■ What is expected
Please restate word for word only the lines that start at the one containing "Q: For each instance of the black and" and continue to the final line of the material.

■ Given data
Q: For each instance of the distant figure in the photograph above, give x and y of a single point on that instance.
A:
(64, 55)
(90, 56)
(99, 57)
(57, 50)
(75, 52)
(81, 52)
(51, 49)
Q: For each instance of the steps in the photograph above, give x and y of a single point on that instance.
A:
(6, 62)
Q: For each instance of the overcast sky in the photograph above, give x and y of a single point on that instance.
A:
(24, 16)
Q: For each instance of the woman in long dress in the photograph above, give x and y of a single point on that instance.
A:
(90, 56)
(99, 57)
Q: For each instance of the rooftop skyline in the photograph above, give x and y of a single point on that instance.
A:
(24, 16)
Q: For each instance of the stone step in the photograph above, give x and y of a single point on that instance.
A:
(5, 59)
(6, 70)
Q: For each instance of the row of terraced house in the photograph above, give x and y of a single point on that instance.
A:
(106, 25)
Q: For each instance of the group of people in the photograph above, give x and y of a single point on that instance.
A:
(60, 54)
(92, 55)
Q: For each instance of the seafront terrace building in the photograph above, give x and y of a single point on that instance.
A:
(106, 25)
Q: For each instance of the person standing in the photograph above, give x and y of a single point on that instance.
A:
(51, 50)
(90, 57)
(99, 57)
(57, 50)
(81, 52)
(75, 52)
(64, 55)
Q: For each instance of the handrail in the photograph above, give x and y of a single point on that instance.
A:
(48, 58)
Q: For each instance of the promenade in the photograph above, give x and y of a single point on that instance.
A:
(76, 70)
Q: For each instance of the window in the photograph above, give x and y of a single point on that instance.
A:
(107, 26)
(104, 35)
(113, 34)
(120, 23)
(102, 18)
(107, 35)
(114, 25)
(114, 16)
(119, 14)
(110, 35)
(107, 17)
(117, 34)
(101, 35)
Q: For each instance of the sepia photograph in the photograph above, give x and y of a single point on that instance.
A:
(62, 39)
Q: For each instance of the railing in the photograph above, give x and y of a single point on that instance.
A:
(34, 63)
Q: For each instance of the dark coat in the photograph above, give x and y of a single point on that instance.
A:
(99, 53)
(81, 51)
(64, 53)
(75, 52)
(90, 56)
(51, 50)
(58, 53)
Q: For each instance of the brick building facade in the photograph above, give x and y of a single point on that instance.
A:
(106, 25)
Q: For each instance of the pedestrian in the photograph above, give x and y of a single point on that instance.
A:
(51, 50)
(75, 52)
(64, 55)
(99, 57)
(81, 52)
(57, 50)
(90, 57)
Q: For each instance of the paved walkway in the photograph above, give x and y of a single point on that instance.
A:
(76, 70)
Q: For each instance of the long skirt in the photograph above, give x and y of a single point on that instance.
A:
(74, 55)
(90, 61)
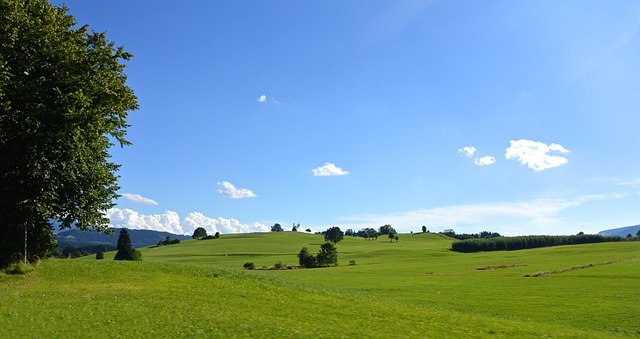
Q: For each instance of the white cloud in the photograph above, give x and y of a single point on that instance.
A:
(169, 221)
(222, 225)
(468, 151)
(538, 216)
(139, 199)
(484, 161)
(536, 154)
(230, 191)
(328, 169)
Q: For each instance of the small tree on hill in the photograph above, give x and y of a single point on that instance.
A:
(306, 259)
(200, 232)
(334, 234)
(125, 251)
(328, 255)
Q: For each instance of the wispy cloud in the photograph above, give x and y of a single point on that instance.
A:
(538, 216)
(170, 221)
(139, 199)
(485, 161)
(535, 154)
(230, 191)
(328, 169)
(468, 151)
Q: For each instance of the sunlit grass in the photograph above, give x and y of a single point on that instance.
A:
(413, 288)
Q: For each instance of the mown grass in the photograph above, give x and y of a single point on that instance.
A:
(413, 288)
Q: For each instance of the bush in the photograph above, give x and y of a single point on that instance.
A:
(19, 267)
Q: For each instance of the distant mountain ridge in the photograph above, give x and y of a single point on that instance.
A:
(139, 238)
(622, 231)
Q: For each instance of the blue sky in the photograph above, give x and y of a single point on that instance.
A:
(518, 117)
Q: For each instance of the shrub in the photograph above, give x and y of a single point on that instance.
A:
(19, 267)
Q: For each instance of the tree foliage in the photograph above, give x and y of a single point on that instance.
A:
(333, 234)
(528, 241)
(63, 99)
(328, 255)
(306, 259)
(125, 251)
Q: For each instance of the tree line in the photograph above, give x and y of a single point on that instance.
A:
(530, 241)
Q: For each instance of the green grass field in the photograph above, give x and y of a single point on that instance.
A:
(414, 288)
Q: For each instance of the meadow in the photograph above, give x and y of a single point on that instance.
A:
(413, 288)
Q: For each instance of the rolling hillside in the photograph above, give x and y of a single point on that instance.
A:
(413, 288)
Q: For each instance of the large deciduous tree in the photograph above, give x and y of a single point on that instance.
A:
(125, 251)
(63, 104)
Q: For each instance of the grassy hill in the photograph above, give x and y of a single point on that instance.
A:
(413, 288)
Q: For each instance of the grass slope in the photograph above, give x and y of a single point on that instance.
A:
(413, 288)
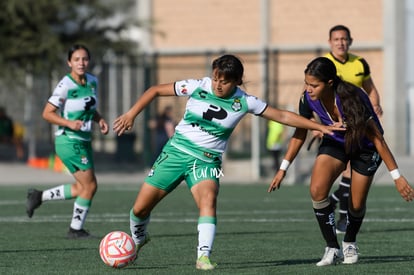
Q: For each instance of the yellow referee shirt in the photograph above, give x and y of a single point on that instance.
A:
(354, 70)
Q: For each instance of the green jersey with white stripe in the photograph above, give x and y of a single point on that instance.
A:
(209, 120)
(76, 102)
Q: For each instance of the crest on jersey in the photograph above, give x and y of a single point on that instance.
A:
(236, 106)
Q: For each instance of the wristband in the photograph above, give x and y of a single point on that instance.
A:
(284, 165)
(395, 174)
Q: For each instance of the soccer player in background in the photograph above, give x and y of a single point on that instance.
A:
(194, 153)
(75, 97)
(362, 144)
(353, 69)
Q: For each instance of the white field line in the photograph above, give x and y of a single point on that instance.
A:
(174, 217)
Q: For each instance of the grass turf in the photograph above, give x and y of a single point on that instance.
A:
(257, 233)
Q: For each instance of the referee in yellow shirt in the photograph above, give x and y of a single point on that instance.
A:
(353, 69)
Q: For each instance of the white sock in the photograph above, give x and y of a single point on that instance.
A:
(79, 215)
(206, 233)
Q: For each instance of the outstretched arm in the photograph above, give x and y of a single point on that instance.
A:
(295, 120)
(126, 121)
(401, 182)
(294, 146)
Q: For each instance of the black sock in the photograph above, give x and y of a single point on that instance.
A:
(343, 194)
(354, 224)
(326, 220)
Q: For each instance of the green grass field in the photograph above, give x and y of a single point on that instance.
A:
(257, 233)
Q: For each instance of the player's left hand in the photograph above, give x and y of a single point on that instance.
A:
(406, 191)
(277, 180)
(103, 126)
(122, 123)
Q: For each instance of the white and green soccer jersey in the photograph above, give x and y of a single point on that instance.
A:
(76, 102)
(209, 120)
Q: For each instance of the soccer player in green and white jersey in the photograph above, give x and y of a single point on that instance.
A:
(194, 153)
(76, 98)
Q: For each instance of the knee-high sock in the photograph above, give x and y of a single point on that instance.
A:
(80, 211)
(206, 232)
(326, 219)
(354, 224)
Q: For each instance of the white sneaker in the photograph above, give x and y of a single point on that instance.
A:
(350, 251)
(331, 257)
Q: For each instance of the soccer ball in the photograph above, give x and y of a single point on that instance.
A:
(117, 249)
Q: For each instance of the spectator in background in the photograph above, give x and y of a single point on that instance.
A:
(274, 141)
(163, 126)
(6, 127)
(11, 133)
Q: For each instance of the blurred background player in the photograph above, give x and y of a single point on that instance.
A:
(163, 126)
(11, 133)
(76, 98)
(353, 69)
(362, 144)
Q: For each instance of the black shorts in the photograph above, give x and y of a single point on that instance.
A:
(366, 161)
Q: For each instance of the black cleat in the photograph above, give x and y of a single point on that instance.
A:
(341, 226)
(78, 234)
(34, 200)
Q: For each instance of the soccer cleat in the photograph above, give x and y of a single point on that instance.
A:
(34, 200)
(331, 257)
(350, 251)
(204, 263)
(146, 240)
(341, 226)
(78, 234)
(140, 245)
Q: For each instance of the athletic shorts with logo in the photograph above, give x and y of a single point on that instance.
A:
(77, 155)
(173, 166)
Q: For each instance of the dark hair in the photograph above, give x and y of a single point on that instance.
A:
(230, 67)
(355, 111)
(340, 28)
(76, 47)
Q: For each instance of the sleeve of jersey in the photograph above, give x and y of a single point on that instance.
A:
(188, 86)
(59, 95)
(255, 105)
(367, 71)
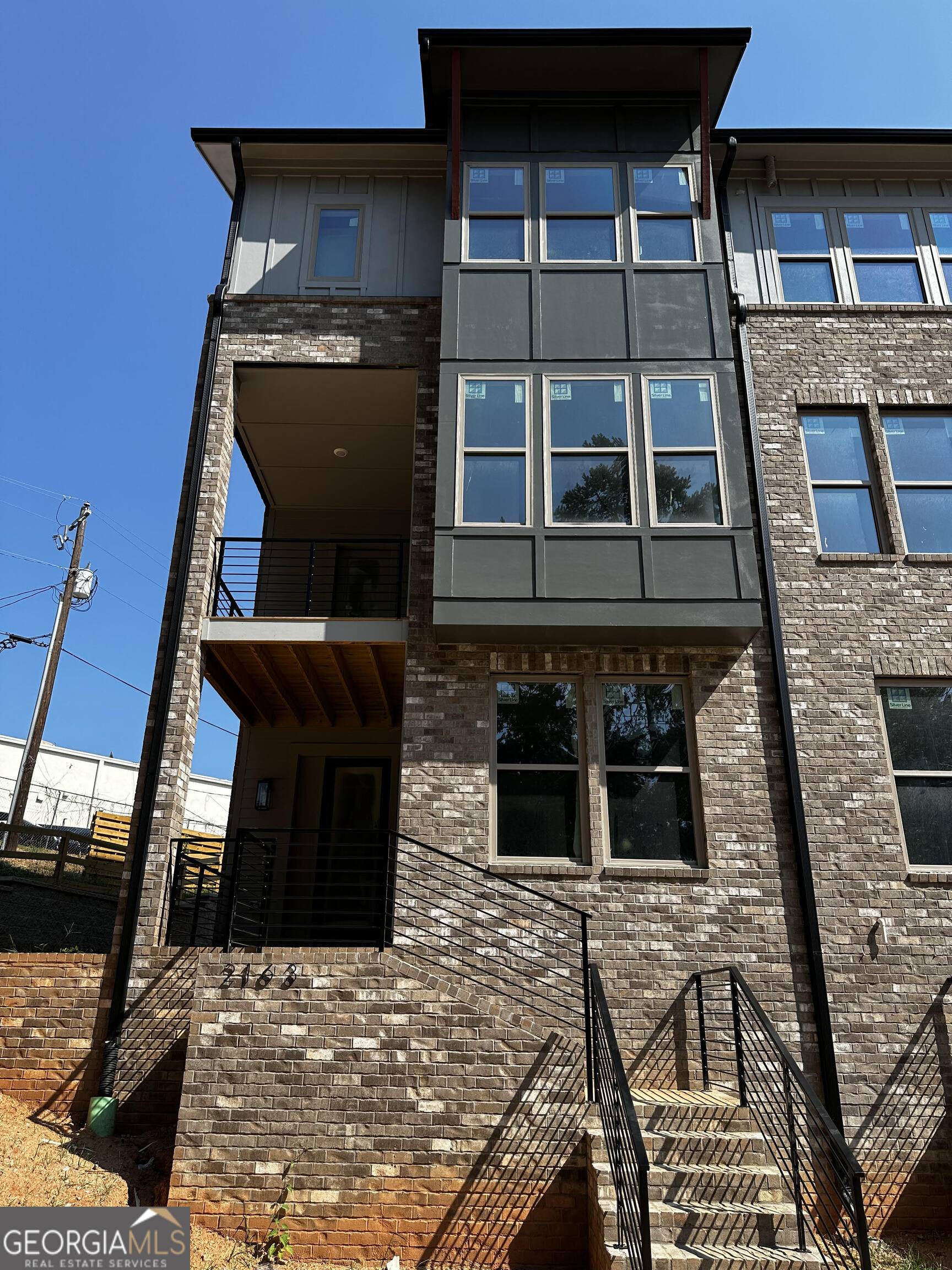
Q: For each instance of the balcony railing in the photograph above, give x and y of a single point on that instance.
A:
(310, 578)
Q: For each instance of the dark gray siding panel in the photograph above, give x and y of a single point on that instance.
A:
(593, 568)
(695, 568)
(583, 315)
(494, 315)
(493, 567)
(673, 315)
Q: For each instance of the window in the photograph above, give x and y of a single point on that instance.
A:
(664, 214)
(589, 468)
(648, 772)
(804, 257)
(919, 734)
(941, 224)
(493, 487)
(884, 257)
(495, 223)
(337, 241)
(537, 788)
(840, 475)
(581, 214)
(921, 458)
(683, 445)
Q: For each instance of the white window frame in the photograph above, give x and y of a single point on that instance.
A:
(587, 451)
(879, 520)
(716, 450)
(315, 210)
(691, 770)
(908, 771)
(899, 412)
(694, 215)
(588, 216)
(490, 216)
(582, 769)
(490, 451)
(777, 256)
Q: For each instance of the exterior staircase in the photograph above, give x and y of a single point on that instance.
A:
(716, 1201)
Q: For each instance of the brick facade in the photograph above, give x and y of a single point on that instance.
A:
(885, 928)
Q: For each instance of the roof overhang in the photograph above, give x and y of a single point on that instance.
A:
(626, 61)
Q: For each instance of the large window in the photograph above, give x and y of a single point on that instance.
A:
(840, 475)
(337, 233)
(884, 257)
(648, 772)
(921, 458)
(589, 465)
(804, 257)
(682, 440)
(537, 787)
(581, 214)
(494, 444)
(919, 733)
(664, 214)
(497, 215)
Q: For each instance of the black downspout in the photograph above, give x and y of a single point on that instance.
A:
(795, 793)
(163, 696)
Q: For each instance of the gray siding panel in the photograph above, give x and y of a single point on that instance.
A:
(583, 315)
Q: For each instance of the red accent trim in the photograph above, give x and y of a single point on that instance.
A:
(455, 134)
(705, 136)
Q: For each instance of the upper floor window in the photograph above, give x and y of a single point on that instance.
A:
(589, 460)
(581, 218)
(682, 441)
(497, 222)
(884, 257)
(919, 732)
(804, 257)
(840, 478)
(921, 458)
(664, 214)
(337, 252)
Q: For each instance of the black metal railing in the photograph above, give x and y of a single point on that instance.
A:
(740, 1052)
(623, 1133)
(310, 578)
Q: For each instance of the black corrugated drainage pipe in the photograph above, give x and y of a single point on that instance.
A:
(102, 1113)
(795, 793)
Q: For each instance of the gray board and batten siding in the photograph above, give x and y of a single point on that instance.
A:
(593, 583)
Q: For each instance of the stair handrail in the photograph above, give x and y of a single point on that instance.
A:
(620, 1122)
(792, 1076)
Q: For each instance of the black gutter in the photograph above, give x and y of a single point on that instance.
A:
(160, 703)
(791, 766)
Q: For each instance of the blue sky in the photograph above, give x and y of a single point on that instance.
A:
(115, 233)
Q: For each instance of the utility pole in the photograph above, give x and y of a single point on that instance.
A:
(21, 790)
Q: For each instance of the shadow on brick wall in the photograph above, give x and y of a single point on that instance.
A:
(154, 1043)
(905, 1141)
(524, 1201)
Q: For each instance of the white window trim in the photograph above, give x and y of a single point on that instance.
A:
(461, 450)
(694, 215)
(589, 216)
(681, 450)
(581, 450)
(584, 813)
(879, 520)
(899, 412)
(905, 771)
(490, 216)
(314, 211)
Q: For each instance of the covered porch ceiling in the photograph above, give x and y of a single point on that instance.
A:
(290, 421)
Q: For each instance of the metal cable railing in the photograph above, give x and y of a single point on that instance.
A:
(310, 578)
(623, 1133)
(742, 1052)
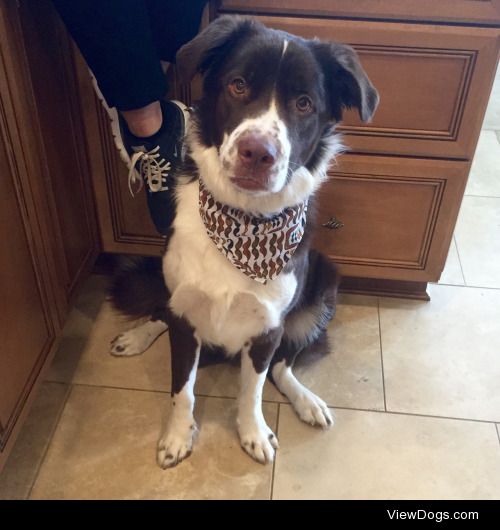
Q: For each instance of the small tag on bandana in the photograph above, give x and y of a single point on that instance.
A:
(260, 247)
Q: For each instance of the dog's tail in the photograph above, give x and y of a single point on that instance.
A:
(138, 289)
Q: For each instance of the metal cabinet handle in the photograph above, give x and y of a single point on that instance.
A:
(333, 223)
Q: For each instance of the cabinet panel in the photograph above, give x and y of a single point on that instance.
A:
(55, 94)
(434, 83)
(387, 218)
(25, 326)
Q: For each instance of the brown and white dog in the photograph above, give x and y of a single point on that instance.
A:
(260, 140)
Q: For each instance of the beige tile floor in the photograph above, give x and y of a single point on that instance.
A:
(416, 388)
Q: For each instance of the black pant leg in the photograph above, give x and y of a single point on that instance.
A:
(116, 40)
(173, 23)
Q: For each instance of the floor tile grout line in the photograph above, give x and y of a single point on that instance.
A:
(332, 406)
(276, 453)
(460, 261)
(417, 415)
(51, 437)
(381, 352)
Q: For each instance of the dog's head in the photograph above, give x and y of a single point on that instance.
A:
(263, 132)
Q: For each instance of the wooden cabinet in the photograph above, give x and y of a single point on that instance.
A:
(433, 83)
(398, 191)
(48, 233)
(390, 218)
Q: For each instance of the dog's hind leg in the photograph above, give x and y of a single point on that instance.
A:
(256, 438)
(177, 442)
(309, 407)
(138, 339)
(305, 332)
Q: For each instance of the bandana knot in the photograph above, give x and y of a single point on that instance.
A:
(260, 247)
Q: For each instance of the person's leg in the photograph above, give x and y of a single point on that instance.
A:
(123, 52)
(116, 40)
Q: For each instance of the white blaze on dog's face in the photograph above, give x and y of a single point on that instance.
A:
(256, 155)
(270, 100)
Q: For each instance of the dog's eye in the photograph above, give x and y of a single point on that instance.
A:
(304, 104)
(238, 86)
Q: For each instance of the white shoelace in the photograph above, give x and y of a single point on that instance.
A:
(151, 168)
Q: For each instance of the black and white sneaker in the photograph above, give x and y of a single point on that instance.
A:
(154, 160)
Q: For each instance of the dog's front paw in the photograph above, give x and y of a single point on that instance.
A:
(258, 441)
(175, 445)
(312, 409)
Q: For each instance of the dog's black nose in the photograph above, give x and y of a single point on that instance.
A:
(256, 152)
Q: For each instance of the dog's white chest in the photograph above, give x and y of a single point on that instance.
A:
(224, 306)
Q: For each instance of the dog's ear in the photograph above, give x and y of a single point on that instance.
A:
(198, 54)
(346, 82)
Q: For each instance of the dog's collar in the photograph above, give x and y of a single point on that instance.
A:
(258, 246)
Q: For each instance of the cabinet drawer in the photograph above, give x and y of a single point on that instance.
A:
(457, 11)
(434, 83)
(390, 218)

■ Response to the task
Q: For each instance of the black and white sneaker in the photograph above, give x and y of a single point on that instance.
A:
(154, 160)
Q: For each instance of the dog's front paw in the photograph above, give x and y of a single point on that instance.
A:
(258, 441)
(175, 445)
(312, 409)
Q: For each instance of the dog's black nose in the photograph above, give x and y of a single point on that instance.
A:
(256, 152)
Q: For each instance of the dog's white chest in the photograph above, give x and y of a single point on that instance.
A:
(224, 306)
Q: For each instance of the dog's ear in the photograph above, give x and y of a single point on that instance.
A:
(198, 54)
(346, 82)
Q: For each instance of the dog's collar in the photograph above, give x and y of a single point on that instance.
A:
(258, 246)
Q: For each instance of the cabinet drawer in the photograph above, give x and y of a single point on that instance.
A:
(457, 11)
(434, 83)
(390, 218)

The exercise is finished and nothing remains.